Stored items

▬▬▬

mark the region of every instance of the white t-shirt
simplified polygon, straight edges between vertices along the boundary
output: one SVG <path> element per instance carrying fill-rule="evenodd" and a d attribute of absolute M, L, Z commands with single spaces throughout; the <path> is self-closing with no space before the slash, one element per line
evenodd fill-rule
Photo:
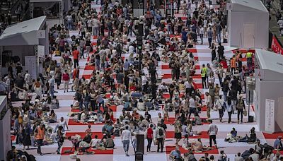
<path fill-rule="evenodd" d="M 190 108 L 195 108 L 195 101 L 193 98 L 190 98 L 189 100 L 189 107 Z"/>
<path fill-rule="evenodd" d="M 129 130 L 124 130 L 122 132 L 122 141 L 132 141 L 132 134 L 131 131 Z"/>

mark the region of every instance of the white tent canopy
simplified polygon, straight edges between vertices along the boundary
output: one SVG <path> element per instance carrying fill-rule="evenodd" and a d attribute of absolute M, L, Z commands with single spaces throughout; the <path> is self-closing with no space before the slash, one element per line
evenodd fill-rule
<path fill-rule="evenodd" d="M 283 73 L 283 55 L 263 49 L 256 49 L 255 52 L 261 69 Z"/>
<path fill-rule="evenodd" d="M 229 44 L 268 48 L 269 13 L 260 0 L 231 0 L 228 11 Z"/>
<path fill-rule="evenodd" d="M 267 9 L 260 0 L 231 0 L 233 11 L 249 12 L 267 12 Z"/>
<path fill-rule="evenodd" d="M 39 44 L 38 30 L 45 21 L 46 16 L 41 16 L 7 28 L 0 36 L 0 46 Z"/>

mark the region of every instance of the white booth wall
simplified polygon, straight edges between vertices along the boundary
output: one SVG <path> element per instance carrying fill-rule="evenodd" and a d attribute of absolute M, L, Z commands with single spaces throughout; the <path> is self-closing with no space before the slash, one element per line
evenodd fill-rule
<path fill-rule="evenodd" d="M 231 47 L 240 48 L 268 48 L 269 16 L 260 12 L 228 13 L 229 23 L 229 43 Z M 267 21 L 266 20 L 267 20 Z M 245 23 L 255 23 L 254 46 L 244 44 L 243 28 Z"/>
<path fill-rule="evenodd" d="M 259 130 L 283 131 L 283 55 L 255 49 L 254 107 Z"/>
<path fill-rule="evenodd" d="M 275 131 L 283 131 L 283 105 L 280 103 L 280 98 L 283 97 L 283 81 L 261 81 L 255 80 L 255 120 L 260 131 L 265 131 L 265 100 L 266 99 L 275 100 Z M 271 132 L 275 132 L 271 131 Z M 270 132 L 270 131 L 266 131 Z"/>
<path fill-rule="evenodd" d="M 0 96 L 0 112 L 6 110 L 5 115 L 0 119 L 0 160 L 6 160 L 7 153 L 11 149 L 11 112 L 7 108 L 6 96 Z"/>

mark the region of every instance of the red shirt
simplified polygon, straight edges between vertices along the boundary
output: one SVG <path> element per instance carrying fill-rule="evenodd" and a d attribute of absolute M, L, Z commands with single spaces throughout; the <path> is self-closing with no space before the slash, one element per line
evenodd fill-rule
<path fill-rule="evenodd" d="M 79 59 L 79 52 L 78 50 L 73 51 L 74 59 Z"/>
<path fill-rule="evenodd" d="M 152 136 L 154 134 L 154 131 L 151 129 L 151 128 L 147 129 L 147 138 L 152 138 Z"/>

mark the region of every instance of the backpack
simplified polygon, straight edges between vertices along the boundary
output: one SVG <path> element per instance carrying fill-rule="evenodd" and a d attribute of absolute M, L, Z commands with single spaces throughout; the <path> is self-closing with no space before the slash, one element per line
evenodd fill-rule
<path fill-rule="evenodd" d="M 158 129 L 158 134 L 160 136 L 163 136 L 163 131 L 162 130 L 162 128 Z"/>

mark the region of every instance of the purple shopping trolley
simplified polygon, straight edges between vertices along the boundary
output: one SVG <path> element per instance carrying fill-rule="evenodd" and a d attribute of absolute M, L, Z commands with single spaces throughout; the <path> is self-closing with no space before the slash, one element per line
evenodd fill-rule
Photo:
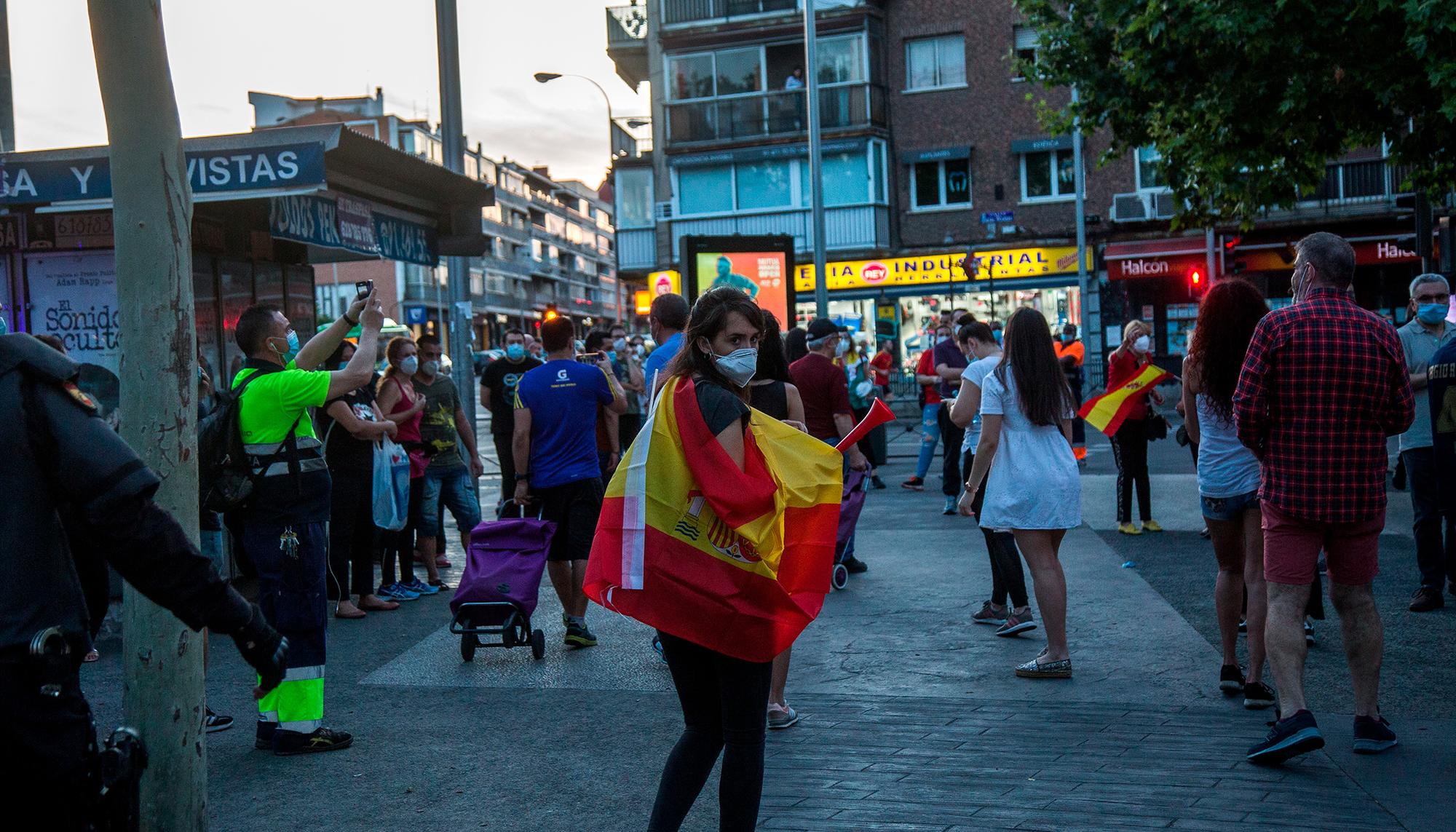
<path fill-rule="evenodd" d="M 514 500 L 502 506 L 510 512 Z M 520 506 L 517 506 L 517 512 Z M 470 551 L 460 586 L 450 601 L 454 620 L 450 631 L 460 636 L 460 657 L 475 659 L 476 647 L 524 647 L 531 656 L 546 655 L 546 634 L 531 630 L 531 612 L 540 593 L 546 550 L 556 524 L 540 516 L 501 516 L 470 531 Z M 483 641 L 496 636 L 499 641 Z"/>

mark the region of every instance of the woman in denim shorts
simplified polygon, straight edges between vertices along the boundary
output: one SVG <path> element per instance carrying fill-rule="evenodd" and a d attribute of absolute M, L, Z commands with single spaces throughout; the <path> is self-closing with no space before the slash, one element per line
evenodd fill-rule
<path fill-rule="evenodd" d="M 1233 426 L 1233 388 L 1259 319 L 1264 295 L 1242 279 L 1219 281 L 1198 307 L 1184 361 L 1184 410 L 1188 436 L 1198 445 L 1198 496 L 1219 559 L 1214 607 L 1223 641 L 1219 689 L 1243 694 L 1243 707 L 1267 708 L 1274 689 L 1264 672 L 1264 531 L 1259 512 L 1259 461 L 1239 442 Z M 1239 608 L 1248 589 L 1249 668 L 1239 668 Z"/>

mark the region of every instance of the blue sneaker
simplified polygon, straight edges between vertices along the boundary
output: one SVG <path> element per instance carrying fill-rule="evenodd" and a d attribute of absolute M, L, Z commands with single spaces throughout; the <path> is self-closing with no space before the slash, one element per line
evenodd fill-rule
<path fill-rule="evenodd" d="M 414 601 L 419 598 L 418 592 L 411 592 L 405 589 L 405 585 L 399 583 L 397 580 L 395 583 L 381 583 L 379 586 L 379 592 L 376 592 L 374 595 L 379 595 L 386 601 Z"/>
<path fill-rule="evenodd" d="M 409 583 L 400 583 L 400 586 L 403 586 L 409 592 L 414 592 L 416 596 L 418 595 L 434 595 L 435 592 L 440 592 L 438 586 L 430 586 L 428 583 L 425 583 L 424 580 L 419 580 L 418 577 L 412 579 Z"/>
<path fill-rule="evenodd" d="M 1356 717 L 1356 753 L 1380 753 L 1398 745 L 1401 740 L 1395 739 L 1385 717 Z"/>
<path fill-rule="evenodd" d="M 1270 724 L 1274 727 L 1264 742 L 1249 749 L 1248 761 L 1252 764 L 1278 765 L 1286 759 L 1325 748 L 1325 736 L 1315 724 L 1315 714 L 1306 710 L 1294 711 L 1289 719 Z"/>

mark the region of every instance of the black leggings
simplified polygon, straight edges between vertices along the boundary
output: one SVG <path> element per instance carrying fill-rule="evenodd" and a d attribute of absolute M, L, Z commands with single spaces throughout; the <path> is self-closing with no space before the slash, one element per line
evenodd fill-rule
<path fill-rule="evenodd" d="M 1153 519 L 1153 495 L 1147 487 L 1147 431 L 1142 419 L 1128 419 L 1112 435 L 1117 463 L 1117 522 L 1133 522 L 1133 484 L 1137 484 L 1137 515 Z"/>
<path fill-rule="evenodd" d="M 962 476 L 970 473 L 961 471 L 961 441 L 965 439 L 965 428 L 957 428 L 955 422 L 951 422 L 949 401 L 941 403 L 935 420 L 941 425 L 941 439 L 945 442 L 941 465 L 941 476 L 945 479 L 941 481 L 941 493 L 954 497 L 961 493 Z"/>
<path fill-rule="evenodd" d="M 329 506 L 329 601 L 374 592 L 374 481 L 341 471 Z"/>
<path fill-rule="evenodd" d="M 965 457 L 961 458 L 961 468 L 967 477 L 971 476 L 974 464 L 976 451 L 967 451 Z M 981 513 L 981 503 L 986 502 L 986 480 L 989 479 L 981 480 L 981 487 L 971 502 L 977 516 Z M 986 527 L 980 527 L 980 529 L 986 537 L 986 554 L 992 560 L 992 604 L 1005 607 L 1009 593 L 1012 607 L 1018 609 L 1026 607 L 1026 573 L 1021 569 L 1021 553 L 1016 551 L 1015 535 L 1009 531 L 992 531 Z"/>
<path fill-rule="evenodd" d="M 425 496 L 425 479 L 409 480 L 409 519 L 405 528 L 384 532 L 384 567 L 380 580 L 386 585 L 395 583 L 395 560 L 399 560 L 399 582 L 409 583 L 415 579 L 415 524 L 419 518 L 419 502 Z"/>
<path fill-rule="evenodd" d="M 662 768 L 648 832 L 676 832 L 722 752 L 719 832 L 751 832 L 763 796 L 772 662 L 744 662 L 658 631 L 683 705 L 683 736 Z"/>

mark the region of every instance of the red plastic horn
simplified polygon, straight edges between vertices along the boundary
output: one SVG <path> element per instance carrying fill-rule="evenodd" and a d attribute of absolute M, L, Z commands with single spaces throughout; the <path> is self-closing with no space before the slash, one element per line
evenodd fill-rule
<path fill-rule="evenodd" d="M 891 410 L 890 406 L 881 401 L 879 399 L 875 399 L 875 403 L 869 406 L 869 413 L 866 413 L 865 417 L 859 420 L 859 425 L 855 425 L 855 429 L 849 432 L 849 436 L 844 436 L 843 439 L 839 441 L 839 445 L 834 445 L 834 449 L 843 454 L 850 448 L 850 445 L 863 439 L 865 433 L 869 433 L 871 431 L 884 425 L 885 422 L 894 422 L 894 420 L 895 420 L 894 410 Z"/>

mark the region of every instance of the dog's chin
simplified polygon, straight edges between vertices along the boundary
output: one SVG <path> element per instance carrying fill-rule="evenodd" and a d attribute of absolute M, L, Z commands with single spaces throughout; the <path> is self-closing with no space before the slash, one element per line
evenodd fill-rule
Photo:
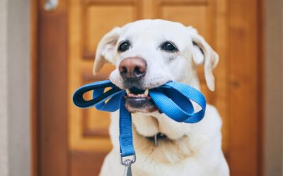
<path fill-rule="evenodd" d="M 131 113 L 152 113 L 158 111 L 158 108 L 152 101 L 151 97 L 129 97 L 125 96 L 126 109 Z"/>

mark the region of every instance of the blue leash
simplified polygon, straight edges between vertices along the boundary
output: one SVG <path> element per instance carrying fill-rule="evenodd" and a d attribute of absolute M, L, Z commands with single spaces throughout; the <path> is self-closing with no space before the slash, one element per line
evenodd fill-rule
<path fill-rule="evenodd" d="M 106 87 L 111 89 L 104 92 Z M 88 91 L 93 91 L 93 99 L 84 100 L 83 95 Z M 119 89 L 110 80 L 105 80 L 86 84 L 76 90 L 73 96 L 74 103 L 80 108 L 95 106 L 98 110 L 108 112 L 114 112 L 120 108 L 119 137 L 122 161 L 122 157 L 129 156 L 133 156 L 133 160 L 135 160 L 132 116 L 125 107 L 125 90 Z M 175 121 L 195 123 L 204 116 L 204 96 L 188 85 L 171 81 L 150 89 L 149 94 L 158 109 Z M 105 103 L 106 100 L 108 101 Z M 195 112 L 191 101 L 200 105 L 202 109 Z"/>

▬▬▬

### INSTRUCTIONS TO FOLLOW
Reproduce only the lines of the entries from the one containing "mark the region of every instance of the black" through the one containing "329 506 L 329", substituting "tights" for "leggings" and leaving all else unchanged.

### ANSWER IN FULL
mark the region of every instance of the black tights
simplified polygon, straight edges between vertices along the boundary
output: one SVG <path> element per instance carrying fill-rule="evenodd" and a d attribute of absolute M, L, Z commands with single spaces throughout; the <path> is self-closing with no space before the slash, one element per line
evenodd fill-rule
<path fill-rule="evenodd" d="M 1153 519 L 1153 495 L 1147 487 L 1147 431 L 1142 419 L 1128 419 L 1112 435 L 1117 463 L 1117 522 L 1133 522 L 1133 484 L 1137 484 L 1137 515 Z"/>
<path fill-rule="evenodd" d="M 962 476 L 970 473 L 961 471 L 961 441 L 965 439 L 965 428 L 957 428 L 955 422 L 951 422 L 949 401 L 941 403 L 935 420 L 941 425 L 941 439 L 945 442 L 941 465 L 941 476 L 945 479 L 941 481 L 941 493 L 954 497 L 961 493 Z"/>
<path fill-rule="evenodd" d="M 329 506 L 329 601 L 374 592 L 374 481 L 341 471 Z"/>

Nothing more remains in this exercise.